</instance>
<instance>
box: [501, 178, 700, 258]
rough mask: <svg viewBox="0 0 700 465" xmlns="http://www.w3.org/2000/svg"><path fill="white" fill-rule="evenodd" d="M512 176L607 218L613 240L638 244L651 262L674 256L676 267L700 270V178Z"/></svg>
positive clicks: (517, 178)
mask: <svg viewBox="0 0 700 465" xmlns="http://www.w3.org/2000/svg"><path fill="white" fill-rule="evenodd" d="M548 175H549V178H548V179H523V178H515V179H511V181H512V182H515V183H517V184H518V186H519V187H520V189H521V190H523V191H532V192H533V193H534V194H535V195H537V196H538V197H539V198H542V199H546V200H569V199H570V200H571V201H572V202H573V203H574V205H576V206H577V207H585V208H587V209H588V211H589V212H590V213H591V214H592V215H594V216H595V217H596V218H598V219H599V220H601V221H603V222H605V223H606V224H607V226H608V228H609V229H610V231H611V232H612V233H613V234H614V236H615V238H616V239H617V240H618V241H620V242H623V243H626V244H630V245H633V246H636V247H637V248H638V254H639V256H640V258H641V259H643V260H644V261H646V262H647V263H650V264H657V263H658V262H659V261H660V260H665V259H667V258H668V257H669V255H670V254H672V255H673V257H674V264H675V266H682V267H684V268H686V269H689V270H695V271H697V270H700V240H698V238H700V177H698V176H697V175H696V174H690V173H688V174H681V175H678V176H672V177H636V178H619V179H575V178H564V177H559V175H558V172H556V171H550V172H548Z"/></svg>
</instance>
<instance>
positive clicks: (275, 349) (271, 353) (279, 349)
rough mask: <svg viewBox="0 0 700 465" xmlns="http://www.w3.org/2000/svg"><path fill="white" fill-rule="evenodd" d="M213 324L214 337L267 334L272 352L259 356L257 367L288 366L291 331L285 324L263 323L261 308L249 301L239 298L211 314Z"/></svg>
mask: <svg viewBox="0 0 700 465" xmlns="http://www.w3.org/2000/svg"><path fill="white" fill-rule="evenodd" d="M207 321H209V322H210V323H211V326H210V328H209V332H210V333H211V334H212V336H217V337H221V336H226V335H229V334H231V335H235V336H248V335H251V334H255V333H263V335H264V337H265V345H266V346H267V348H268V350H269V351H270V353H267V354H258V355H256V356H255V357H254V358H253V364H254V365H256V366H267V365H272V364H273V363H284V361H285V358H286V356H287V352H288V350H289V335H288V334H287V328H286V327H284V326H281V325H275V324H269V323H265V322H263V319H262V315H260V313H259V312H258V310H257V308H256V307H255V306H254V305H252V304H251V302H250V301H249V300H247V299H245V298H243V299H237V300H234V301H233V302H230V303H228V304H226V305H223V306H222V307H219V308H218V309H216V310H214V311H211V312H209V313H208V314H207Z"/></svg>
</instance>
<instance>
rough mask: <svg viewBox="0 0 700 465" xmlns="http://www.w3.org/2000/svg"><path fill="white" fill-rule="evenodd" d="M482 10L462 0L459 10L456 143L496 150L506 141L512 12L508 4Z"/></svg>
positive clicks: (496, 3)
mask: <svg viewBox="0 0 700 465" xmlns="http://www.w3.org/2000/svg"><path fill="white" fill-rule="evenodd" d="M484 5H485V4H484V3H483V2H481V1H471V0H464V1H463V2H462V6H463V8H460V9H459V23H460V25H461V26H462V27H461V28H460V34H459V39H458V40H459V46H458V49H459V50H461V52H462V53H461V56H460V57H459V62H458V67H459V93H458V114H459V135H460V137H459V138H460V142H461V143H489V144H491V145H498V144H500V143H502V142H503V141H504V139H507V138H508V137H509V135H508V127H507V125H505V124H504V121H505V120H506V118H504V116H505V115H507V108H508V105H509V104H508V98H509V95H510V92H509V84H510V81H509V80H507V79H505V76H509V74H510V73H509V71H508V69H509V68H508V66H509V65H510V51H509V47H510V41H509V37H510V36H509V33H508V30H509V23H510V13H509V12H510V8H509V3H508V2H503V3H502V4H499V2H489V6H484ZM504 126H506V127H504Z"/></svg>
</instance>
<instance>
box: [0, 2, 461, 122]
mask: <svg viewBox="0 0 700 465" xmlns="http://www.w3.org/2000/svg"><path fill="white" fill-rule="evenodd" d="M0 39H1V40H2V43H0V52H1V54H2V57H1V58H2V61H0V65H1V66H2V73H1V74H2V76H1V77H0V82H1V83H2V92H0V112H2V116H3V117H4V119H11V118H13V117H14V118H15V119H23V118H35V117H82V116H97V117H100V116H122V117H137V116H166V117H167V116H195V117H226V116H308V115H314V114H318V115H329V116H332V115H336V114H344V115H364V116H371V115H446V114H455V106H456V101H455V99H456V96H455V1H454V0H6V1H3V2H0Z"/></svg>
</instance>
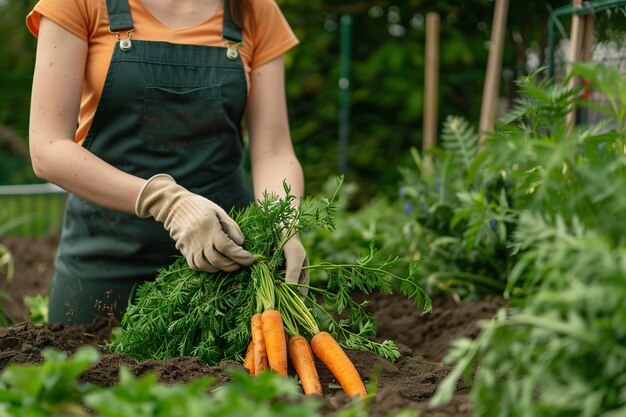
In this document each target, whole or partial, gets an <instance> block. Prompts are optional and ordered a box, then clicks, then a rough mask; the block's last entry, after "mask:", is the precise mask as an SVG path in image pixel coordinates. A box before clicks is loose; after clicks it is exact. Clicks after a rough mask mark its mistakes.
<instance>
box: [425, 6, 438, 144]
mask: <svg viewBox="0 0 626 417" xmlns="http://www.w3.org/2000/svg"><path fill="white" fill-rule="evenodd" d="M439 21H440V19H439V14H437V13H428V14H427V15H426V63H425V68H424V131H423V138H422V148H423V149H424V150H427V149H429V148H433V147H435V146H437V130H438V122H437V117H438V110H439V27H440V24H439Z"/></svg>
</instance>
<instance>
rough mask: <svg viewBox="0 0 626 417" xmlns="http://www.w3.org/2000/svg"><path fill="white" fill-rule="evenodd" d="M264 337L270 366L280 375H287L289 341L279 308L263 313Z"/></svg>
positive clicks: (284, 376) (262, 327)
mask: <svg viewBox="0 0 626 417" xmlns="http://www.w3.org/2000/svg"><path fill="white" fill-rule="evenodd" d="M261 322H262V324H263V326H262V328H263V338H264V339H265V346H266V349H267V360H268V362H269V365H270V368H272V370H274V372H276V373H277V374H279V375H282V376H284V377H286V376H287V341H286V340H285V327H284V325H283V319H282V317H281V316H280V312H279V311H278V310H265V311H264V312H263V314H262V315H261Z"/></svg>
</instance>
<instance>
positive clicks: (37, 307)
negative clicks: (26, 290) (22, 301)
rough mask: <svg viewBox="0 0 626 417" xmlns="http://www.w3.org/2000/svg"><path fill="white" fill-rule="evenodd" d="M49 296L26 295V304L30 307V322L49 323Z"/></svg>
mask: <svg viewBox="0 0 626 417" xmlns="http://www.w3.org/2000/svg"><path fill="white" fill-rule="evenodd" d="M49 299H50V297H49V296H48V295H45V296H44V295H41V294H37V295H32V296H31V295H25V296H24V304H25V305H26V307H28V311H29V313H30V321H31V322H32V323H33V324H44V323H47V322H48V302H49Z"/></svg>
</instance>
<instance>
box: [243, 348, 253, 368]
mask: <svg viewBox="0 0 626 417" xmlns="http://www.w3.org/2000/svg"><path fill="white" fill-rule="evenodd" d="M243 367H244V368H246V369H247V370H248V372H249V373H250V375H252V376H254V343H253V342H252V340H250V343H248V349H246V356H245V358H244V359H243Z"/></svg>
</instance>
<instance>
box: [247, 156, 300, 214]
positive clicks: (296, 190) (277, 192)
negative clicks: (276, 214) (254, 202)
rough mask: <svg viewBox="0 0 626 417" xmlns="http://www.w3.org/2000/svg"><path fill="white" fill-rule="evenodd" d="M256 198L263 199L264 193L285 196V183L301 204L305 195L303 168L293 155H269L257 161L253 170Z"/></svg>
mask: <svg viewBox="0 0 626 417" xmlns="http://www.w3.org/2000/svg"><path fill="white" fill-rule="evenodd" d="M252 176H253V181H254V198H255V199H257V200H259V199H262V198H263V193H264V192H268V193H273V194H276V195H279V196H284V195H285V187H284V183H286V184H287V185H288V186H289V187H290V194H291V195H294V196H296V197H297V198H296V199H295V200H294V202H295V203H299V200H300V197H302V196H303V195H304V175H303V172H302V166H301V165H300V162H299V161H298V159H297V158H296V156H295V155H294V154H293V153H290V152H286V153H284V154H275V155H268V156H267V157H265V158H262V159H260V160H259V161H257V162H256V163H255V164H254V165H253V168H252Z"/></svg>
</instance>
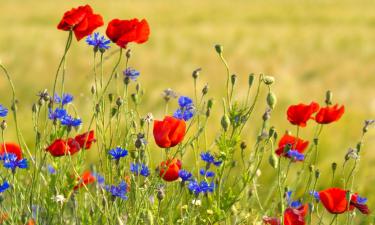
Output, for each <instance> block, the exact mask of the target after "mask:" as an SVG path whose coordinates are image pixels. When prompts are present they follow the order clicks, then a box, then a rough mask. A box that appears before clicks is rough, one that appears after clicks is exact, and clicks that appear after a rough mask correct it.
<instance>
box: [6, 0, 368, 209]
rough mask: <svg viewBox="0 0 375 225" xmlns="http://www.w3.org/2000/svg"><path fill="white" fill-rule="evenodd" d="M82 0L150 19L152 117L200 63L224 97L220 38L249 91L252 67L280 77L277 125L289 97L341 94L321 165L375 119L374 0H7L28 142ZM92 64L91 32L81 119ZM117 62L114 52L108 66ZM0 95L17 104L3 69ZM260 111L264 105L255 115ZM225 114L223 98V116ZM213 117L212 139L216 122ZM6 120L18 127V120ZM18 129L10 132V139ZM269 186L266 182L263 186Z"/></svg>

● ● ● ● ● ● ●

• Problem requirements: Go through the listing and copy each line that includes the string "negative".

• Solved exercise:
negative clicks: (26, 290) (22, 301)
negative clicks: (276, 214) (254, 202)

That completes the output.